> [Exercise] Gather every line in the items below that contains the string "utility". Matching is case-sensitive.

************

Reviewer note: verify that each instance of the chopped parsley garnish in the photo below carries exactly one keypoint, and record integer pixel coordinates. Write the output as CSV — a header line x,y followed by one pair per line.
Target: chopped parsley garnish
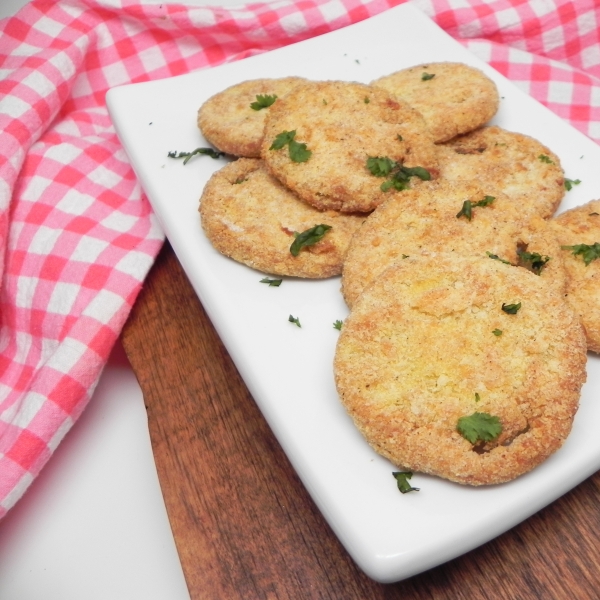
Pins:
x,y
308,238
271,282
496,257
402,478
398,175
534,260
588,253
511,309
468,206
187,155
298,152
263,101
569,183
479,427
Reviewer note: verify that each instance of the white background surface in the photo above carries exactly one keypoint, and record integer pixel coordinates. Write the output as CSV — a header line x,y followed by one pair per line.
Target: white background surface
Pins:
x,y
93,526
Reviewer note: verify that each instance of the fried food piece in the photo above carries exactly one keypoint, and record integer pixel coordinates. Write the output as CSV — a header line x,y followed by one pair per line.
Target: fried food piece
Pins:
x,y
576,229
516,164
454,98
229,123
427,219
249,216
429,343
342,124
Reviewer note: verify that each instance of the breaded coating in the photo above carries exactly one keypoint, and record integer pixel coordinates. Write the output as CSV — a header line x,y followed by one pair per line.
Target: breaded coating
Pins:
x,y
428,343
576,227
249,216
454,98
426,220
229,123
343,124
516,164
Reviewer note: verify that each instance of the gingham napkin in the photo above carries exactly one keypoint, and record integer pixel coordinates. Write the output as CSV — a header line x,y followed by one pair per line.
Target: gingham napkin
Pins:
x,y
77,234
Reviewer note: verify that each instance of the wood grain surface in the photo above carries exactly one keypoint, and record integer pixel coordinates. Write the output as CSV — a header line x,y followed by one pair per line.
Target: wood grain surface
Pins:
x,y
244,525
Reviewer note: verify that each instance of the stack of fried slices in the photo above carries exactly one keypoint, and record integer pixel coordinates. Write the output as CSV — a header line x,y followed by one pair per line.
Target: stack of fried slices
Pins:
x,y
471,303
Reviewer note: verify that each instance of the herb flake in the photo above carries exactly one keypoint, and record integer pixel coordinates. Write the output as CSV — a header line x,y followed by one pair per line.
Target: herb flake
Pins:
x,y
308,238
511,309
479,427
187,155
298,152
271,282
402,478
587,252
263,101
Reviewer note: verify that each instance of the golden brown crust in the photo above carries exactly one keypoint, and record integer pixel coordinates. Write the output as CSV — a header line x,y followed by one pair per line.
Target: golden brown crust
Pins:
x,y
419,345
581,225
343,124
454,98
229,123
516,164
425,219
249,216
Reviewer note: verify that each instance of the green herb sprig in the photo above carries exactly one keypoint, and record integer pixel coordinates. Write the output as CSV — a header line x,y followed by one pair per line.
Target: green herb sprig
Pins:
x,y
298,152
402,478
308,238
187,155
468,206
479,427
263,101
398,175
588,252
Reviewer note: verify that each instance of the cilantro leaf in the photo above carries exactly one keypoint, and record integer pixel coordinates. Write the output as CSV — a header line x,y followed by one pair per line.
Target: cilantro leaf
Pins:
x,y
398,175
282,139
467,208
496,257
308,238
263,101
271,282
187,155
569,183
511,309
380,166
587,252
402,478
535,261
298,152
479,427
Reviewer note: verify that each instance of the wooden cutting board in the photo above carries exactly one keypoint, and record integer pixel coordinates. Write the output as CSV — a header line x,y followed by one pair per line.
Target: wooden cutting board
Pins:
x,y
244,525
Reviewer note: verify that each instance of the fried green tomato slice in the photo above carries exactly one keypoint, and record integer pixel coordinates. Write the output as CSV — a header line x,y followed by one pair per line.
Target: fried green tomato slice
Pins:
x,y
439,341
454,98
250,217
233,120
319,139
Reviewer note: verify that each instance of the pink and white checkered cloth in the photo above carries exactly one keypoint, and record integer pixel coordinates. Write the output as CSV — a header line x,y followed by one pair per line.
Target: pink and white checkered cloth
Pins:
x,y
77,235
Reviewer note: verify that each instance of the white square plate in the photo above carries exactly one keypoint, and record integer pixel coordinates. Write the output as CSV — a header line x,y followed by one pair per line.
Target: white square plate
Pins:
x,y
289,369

************

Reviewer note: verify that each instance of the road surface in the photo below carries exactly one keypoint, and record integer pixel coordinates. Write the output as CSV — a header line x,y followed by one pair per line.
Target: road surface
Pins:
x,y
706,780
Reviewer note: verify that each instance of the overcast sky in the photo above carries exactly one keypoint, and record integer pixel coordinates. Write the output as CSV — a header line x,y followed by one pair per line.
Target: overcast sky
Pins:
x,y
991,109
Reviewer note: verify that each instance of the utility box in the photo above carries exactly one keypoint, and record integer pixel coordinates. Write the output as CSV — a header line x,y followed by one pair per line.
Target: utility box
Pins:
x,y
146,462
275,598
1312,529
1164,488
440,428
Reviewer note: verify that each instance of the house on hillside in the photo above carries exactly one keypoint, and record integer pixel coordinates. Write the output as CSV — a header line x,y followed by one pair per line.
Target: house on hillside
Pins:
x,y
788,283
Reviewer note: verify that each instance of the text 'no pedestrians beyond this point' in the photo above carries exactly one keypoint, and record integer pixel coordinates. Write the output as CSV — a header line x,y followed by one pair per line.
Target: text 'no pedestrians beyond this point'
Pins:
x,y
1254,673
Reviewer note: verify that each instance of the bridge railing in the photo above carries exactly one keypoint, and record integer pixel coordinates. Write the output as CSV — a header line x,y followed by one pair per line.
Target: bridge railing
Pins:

************

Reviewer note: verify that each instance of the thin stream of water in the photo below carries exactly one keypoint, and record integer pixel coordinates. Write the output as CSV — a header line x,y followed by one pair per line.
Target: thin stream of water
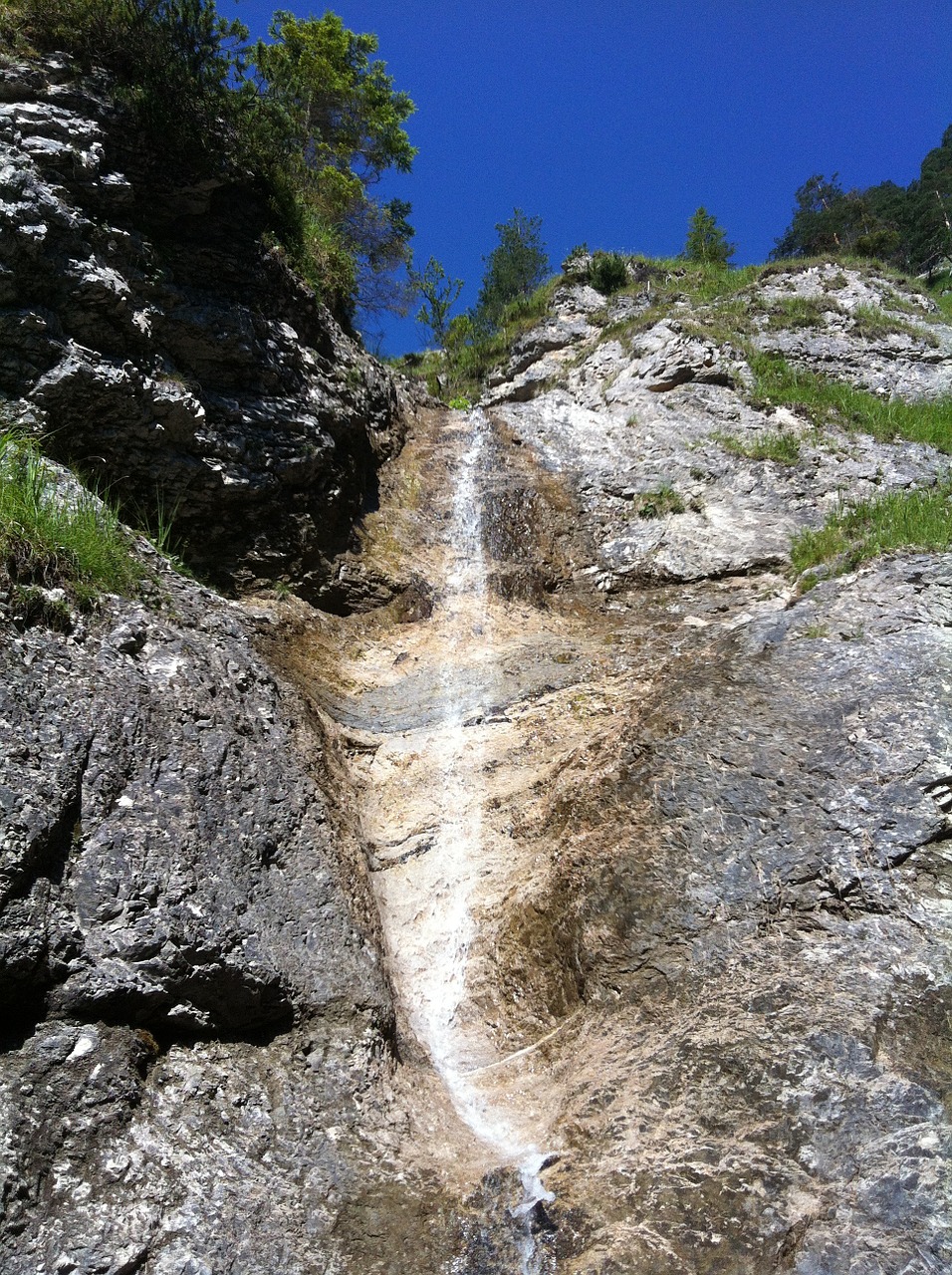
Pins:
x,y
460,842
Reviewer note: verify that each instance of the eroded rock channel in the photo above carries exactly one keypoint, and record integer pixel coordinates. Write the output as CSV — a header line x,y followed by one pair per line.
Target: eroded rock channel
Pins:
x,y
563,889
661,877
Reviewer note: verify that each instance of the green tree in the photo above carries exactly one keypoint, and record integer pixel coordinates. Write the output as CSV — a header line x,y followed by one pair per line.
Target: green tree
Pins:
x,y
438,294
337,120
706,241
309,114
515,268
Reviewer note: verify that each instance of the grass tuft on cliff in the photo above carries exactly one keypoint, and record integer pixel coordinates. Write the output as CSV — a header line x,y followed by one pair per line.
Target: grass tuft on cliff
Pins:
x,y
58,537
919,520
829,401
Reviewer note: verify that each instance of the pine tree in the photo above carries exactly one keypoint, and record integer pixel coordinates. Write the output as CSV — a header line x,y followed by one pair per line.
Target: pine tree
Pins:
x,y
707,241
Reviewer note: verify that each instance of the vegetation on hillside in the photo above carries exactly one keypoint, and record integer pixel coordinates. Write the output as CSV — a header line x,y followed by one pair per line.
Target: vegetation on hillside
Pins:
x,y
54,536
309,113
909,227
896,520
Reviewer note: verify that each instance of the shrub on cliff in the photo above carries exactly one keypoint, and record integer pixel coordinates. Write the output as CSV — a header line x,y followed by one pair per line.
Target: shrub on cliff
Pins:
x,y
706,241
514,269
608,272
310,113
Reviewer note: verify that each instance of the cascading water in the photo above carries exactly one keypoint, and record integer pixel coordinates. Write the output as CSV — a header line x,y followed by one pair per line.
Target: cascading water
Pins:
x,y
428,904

************

> [Response to the exercise]
Reviewer note: verify that each instance of the utility box in the photo above carries exactly one keypoint, and record integer pixel coordinates. Write the output as CSV — a header line x,y followed by one pair per line.
Target: utility box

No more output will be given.